Object outline annotations
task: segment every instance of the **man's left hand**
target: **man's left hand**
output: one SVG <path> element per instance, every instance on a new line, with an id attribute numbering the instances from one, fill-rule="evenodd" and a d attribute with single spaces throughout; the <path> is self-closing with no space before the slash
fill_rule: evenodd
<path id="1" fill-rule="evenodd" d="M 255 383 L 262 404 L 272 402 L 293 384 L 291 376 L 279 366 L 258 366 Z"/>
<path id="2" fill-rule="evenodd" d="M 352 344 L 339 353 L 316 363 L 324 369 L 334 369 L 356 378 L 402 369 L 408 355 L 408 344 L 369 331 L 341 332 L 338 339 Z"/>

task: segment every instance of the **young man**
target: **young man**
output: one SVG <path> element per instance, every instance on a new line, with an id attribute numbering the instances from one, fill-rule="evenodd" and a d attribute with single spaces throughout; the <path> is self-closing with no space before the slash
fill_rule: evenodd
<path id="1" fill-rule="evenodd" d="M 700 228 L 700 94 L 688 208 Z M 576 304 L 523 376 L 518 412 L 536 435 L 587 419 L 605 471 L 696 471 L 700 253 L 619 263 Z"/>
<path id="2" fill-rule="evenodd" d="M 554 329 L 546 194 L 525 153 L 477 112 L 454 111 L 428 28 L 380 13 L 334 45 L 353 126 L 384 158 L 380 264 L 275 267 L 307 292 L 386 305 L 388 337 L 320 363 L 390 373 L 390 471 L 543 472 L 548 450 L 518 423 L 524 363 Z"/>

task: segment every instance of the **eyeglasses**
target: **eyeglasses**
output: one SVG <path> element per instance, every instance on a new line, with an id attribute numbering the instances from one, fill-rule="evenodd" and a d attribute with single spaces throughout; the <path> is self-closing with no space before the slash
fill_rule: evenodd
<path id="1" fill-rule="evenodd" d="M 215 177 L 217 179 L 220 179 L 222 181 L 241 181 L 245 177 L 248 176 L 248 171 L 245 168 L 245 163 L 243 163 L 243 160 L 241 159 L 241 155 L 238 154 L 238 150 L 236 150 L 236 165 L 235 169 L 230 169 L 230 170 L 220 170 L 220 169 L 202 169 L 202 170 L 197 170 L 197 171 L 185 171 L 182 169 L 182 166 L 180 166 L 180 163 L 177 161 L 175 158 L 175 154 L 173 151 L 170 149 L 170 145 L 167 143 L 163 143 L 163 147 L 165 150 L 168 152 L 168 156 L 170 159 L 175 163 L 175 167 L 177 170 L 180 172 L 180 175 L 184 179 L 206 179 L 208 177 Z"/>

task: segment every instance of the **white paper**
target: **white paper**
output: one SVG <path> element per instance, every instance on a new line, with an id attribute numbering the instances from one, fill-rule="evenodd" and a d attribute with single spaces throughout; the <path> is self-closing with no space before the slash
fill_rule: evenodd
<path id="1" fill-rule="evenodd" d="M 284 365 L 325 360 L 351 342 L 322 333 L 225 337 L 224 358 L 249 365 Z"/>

▸ **WHAT TO WORK ON**: Copy out, character for character, the data from its first line up to and including the line that contains "target: **man's left hand**".

▸ **THE RESPONSE**:
task: segment every instance of the **man's left hand**
target: **man's left hand**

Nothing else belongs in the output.